• PASSAGE:
((

2.3. Product characteristics

The testing product (Bactoblis®), in accordance with Italian law no. 169/2004, was notified to the Minister of Health in July 2011 (registration no. 53435) and registered as a food supplement. It contains, at the time of manufacturing, 5 billion CFU/tablet of S. salivarius K12 ATCC BAA-1 024 (BLIS Technologies Ltd., New Zealand) and has been manufactured by S.I.I.T. (Trezzano sul Naviglio, Milan, Italy) in the form of a round-shaped, vanilla-flavoured, slowly dissolving tablet. The placebo product was realised in the same form, colour, consistency, solving time, and flavour but with the complete absence of probiotic bacteria.

2.4. Saliva samples collection and analysis

Saliva samples were collected in the morning (between 8:00 and 9:00), at the following moments: before and after 30 days of S. salivarius K12 administration, and immediately, 24h and 72h after the last exercise training session. Saliva samples were taken by the oral fluid collector (OFC) swab (Soma Bioscience, Wallingford, United Kingdom) following the manufacturer’s instructions (34). Briefly, the OFC swab was put on the top of the tongue until the indicator on the stem turned blue (typically after 1-4 min). During sampling, participants were asked to perform minimal orofacial movement and not suck the swab. The OFC swab collected 0.5 ml of saliva. The whole swab was then placed in the bottle containing the OFC buffer solution and gently mixed by rotation for 10 min at room temperature using a hybridisation oven/shaker (Amersham Biosciences Europe GmbH, Milan, Italy). Three drops of the saliva/buffer mix were added to the sample window of the SOMA sIgA & Cortisol lateral flow device (LFD) and incubated at room temperature for 15 min. The LFD was scanned using the SOMA Cube reader. The sIgA secretion rate was determined by multiplying the saliva flow (0.5 mL × min-1) by the sIgA concentration (µg × mL-1). All saliva samples were collected after an overnight fast, and participants were asked not to chew gum or brush their teeth before testing to reduce saliva measurement error. Furthermore, volunteers were prohibited from consuming alcoholic beverages or caffeine for 24 hours before saliva collection.

))

• EXERCISE DESCRIPTION: According to the passage on product characteristics and saliva collection, how long was the OFC swab mixed by rotation in the buffer solution? Rely solely on the passage about product characteristics and saliva collection.

• DATA FOR REVIEW:

((

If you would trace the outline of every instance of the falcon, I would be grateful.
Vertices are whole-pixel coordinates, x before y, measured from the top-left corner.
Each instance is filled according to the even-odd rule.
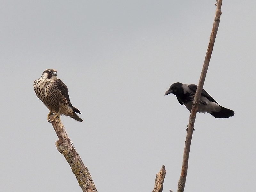
[[[175,83],[171,86],[164,95],[172,93],[176,96],[179,102],[191,111],[195,95],[197,86]],[[204,89],[202,91],[197,112],[208,113],[215,118],[227,118],[234,116],[234,112],[220,105],[211,95]]]
[[[71,104],[68,87],[62,81],[57,78],[56,69],[46,70],[40,78],[34,81],[34,86],[36,96],[50,111],[47,116],[48,122],[51,122],[49,116],[52,113],[56,115],[52,122],[57,117],[56,120],[59,121],[60,115],[83,121],[75,113],[81,114],[80,111]]]

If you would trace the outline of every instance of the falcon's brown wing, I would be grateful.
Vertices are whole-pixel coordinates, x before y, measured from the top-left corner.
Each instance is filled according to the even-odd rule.
[[[75,107],[72,106],[72,104],[70,102],[69,96],[68,95],[68,87],[66,86],[66,85],[64,84],[64,83],[63,83],[62,81],[59,79],[57,79],[56,82],[58,88],[61,92],[61,93],[63,96],[64,96],[64,97],[68,100],[68,104],[72,107],[72,108],[73,108],[73,111],[74,111],[74,112],[81,114],[81,112],[80,112],[80,111]]]
[[[60,79],[57,79],[56,81],[56,84],[58,89],[61,92],[61,93],[64,96],[64,97],[68,100],[68,104],[71,106],[72,106],[69,100],[69,96],[68,96],[68,87]]]

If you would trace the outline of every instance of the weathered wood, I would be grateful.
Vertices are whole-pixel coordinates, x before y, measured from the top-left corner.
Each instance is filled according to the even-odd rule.
[[[54,116],[54,115],[50,116],[51,121]],[[83,191],[97,192],[88,169],[84,164],[61,121],[57,122],[55,119],[52,122],[52,124],[59,138],[59,140],[55,143],[57,149],[63,155],[69,164]]]
[[[181,172],[180,177],[178,183],[178,192],[183,192],[186,183],[187,175],[188,173],[188,157],[190,151],[191,140],[192,139],[193,130],[194,129],[195,121],[196,112],[197,111],[198,106],[197,104],[199,102],[199,99],[201,95],[204,83],[204,80],[206,77],[207,70],[209,65],[210,60],[212,56],[212,53],[213,49],[213,45],[215,42],[215,39],[217,34],[219,25],[220,18],[220,15],[222,13],[220,11],[220,8],[222,4],[222,0],[219,0],[217,1],[216,5],[217,6],[215,14],[215,18],[213,22],[213,25],[212,33],[210,36],[210,41],[207,49],[204,62],[203,67],[201,75],[199,80],[199,83],[197,86],[197,88],[196,92],[194,102],[192,106],[191,113],[189,116],[188,127],[187,134],[185,147],[183,154],[183,160],[181,167]]]
[[[166,174],[166,170],[165,169],[164,165],[163,165],[162,169],[156,174],[156,180],[155,181],[155,187],[152,192],[162,192],[164,181]]]

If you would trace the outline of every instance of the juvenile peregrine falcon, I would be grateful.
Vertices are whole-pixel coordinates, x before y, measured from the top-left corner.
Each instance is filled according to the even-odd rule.
[[[68,96],[68,87],[60,79],[57,78],[55,69],[46,69],[41,77],[34,81],[34,90],[36,96],[44,103],[50,110],[47,120],[51,121],[49,116],[52,113],[60,119],[60,115],[70,116],[75,120],[82,122],[80,117],[75,112],[81,114],[80,111],[72,106]]]

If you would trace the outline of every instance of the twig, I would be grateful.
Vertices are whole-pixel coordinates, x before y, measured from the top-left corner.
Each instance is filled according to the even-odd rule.
[[[55,115],[50,116],[51,121]],[[63,155],[69,164],[83,191],[97,192],[89,171],[84,164],[73,144],[68,138],[61,122],[57,122],[55,120],[52,122],[52,124],[59,138],[59,140],[55,143],[57,149]]]
[[[166,174],[166,170],[164,165],[163,165],[162,169],[156,174],[156,180],[155,181],[155,187],[152,192],[162,192],[163,191],[163,185],[164,181]]]
[[[183,161],[181,168],[181,173],[180,177],[178,183],[178,192],[183,192],[186,183],[187,175],[188,173],[188,157],[190,150],[191,140],[192,139],[193,130],[194,128],[196,116],[198,106],[197,104],[199,101],[199,99],[201,95],[205,79],[208,66],[209,65],[212,53],[213,48],[213,45],[215,42],[215,39],[217,34],[220,20],[220,8],[222,4],[222,0],[219,0],[217,4],[217,8],[215,14],[215,18],[213,22],[212,29],[210,36],[210,42],[207,49],[207,51],[204,59],[204,62],[203,67],[201,75],[199,80],[199,83],[197,86],[197,88],[196,92],[194,102],[191,110],[191,113],[189,116],[188,127],[187,134],[186,140],[185,142],[185,147],[183,154]]]

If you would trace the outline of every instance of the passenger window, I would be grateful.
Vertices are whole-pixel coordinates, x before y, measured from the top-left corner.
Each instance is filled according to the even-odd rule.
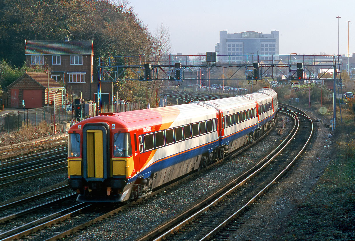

))

• RESULT OF THE EXERCISE: It was mixed by rotation for 10 minutes at room temperature.